■ 課題内容 ■
本文から、「トップページサプライチェーン」を含む語句で始まり「局(下記)までご連絡下さい)」で終わる部分を、一字一句変えずに抜き出してください。

■ 本文 ■
◆サプライチェーン・セキュリティ対策
  米国関税局の新たなセキュリティスキーム(C-TPATとCSIについて)
トップページサプライチェーン・セキュリティ対策ニュース関連>EUの税関近代化ワーキングペーパー、WCOのドラフト、米国のACE

EUの税関近代化ワーキングペーパー、WCOのドラフト、米国のACE
2003/06/02

(1)EUの税関近代化についてのワーキングペーパー(White&Caseレポート:原文にご関心のある組合員企業の方は事務局(下記)までご連絡下さい)
注目すべき基本点は下記4点であろうと思われます。

1.電子申告
2006年1月までにシングルウィンドウシステムを稼動させる

2.事前申告
外国港での貨物積込前の事前申告という米国の現行規則で行なっている事前申告ではなく、輸入品については到着前24~48時間申告となっています。

■ データセット ■
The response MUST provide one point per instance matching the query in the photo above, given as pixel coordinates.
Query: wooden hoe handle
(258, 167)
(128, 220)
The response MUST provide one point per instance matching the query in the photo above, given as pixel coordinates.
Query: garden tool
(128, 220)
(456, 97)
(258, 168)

* * *

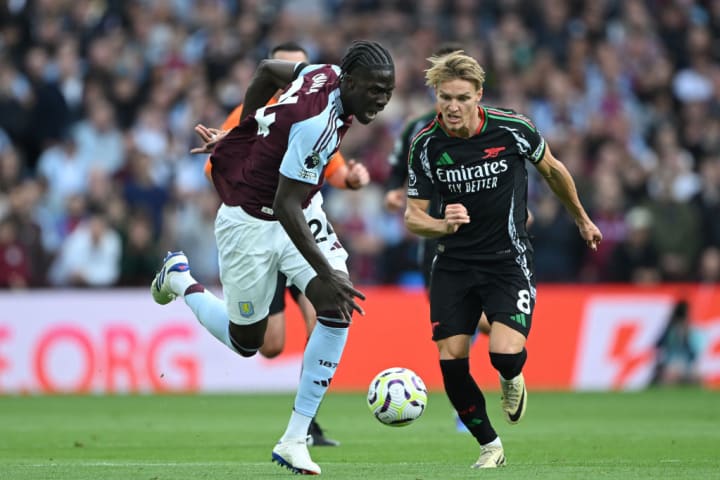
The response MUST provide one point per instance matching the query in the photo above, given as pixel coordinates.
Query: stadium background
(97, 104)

■ 回答 ■
トップページサプライチェーン・セキュリティ対策ニュース関連>EUの税関近代化ワーキングペーパー、WCOのドラフト、米国のACE

EUの税関近代化ワーキングペーパー、WCOのドラフト、米国のACE
2003/06/02

(1)EUの税関近代化についてのワーキングペーパー(White&Caseレポート:原文にご関心のある組合員企業の方は事務局(下記)までご連絡下さい)